Crisis Fuelled Resurgence of Horse-Drawn Carriages in Cuba

People in the city of Bayamo in the eastern Cuban province of Granma use horse-drawn carts as public transportation. Credit: Jorge Luis Baños/IPS
  • by Ivet Gonzalez
  • Inter Press Service

This ancient means of transportation can be seen throughout this country, in urban, suburban and rural areas, where motor vehicles are expensive and there are not enough cars and buses. And in the most remote parts of the country carts are virtually the only way to get around.

As he has done every morning for the past 11 years, Bienvenido García waits for customers at the ‘piquera' or stop in the resort town of Varadero, 121 km east of Havana, to take them in his carriage along a fixed route down the main street of this tourist town.3

Depending on where, what kind of cart, and the distance to be travelled, the cost ranges from two to 10 pesos per passenger (10 to 50 cents of a dollar). But a jaunt in one of the comfortable fancy traditional carriages is much more costly, because they cater exclusively to foreign tourists.

"I used to work in the ‘guaguas' (public buses). But with the crisis, there weren't any spare parts or fuel. So I started driving a carriage," García, a ‘cuentapropista' or self-employed worker, told IPS.

Like most sectors of the economy, transportation collapsed in 1991 when the East European socialist bloc, Cuba's main trade and aid partner, fell apart. Observers say measures aimed at recuperating transport have been slow and inefficient.

## Written exercise 1
Rewrite the records from their first line through the line with "[269,156,325,206]", swapping "white wall" for "gray wall" and leaving everything else unchanged.

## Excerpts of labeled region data
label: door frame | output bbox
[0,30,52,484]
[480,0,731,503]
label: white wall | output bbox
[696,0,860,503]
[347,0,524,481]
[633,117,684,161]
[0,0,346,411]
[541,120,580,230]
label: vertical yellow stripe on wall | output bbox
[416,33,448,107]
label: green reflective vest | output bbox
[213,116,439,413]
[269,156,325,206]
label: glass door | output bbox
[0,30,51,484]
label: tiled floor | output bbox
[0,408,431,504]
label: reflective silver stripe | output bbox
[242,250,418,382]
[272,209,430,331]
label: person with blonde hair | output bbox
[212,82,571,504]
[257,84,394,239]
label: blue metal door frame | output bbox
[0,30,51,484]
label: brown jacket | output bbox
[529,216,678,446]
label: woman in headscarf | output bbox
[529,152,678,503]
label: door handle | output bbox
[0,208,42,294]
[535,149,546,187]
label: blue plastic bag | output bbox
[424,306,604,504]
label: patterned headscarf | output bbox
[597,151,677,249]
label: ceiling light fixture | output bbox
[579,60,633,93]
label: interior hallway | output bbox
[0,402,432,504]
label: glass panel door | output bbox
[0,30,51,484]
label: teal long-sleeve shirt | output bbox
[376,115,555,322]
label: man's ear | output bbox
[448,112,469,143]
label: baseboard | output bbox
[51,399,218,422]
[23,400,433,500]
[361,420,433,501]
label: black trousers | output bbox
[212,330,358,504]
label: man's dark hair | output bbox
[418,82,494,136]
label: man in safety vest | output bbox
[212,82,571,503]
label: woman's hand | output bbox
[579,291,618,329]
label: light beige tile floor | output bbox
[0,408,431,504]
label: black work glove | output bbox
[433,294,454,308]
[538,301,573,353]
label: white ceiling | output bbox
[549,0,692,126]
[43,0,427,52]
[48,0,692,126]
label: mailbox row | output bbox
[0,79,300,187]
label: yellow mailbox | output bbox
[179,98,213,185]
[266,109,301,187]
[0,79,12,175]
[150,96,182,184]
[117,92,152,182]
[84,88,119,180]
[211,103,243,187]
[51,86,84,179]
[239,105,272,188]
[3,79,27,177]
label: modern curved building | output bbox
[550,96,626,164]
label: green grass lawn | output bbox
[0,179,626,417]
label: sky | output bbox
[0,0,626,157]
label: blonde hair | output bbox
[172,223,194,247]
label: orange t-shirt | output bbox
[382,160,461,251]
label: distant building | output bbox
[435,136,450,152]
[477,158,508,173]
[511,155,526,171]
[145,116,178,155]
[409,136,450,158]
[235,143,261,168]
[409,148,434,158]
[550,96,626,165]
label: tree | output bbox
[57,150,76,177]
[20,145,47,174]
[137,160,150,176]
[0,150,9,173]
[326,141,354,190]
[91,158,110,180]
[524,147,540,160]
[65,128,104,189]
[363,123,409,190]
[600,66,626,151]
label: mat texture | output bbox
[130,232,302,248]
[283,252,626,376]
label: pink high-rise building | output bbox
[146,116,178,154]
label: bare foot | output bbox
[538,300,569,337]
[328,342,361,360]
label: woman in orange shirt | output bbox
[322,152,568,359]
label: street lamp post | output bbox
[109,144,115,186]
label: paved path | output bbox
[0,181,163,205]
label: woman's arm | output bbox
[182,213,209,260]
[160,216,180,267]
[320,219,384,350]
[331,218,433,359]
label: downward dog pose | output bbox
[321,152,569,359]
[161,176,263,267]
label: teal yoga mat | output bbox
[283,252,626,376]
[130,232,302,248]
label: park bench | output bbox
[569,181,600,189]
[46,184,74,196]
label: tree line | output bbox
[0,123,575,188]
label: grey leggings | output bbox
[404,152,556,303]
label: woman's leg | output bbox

## Written exercise 2
Write the next part of the article on the return of horse-drawn carriages in Cuba, picking up after its final sentence.

## Task answer 1
label: door frame | output bbox
[0,30,52,484]
[480,0,731,503]
label: gray wall | output bbox
[696,0,860,503]
[347,0,524,481]
[633,117,684,161]
[0,0,346,411]
[541,120,580,230]
label: vertical yellow stripe on wall | output bbox
[416,33,448,107]
label: green reflective vest | output bbox
[213,116,439,413]
[269,156,325,206]

## Task answer 2
Cubans were forced to find ways of getting around that did not depend on fossil fuels – such as horses, carts, bicycles and three-wheeled pedal-powered "bicitaxis".

In response, as part of the socialist government's opening up to small private businesses and cuentapropistas, new trades were added by the authorities: ‘cochero' or carriage driver, and ‘bicitaxista' and ‘mototaxista', who drive bicitaxis and motorcycle taxis.

In 2010, the government declared that private enterprise was key to easing the chronic public transportation shortage. Most of the country's 473,000 cuentapropistas work in the areas of food and restaurants, housing rental or transportation.

There are no specific statistics on the number of cocheros, who are mainly men. But they abound in cities like Bayamo, called "the city of the carriages", and Guantánamo, in the east; Cárdenas and Varadero in the west; and Santa Clara, Ciego de Ávila and Santi Spíritus in central Cuba.

 

Nor are there clear figures on how many motor vehicles are circulating today in this Caribbean island nation of 11.2 million people. But in July 2013 the local media reported that there were only 7,840 public transport buses – just half of the 15,800 buses serving the population in the 1980s.

And due to the lack of new vehicles, classic U.S. 1950s cars or Soviet-made Ladas are still plying the streets of Cuba's cities.

"You can just get by on this job as a cochero because the taxes are high," said García, whose cart carries up to eight people, "the weight that the horse can pull without it being abusive."

"I keep the ‘culero' (manure bag) in good shape, to avoid getting the streets dirty, and I taught my horse to make the stops, so we don't distort traffic on the road," he said.

But not all of the streets in towns with horse-drawn carts and carriages are as clean as Varadero's.

"To get something done, people had to complain to the authorities about horses on the streets. There was manure everywhere," Aliuska Labrada, a young woman who lives in the town of Cayo Ramona, 200 km southeast of Havana, told IPS.

The resurgence of this old means of transportation brought with it problems related to hygiene, the public image of rural and urban areas, traffic safety, and the welfare of draft animals.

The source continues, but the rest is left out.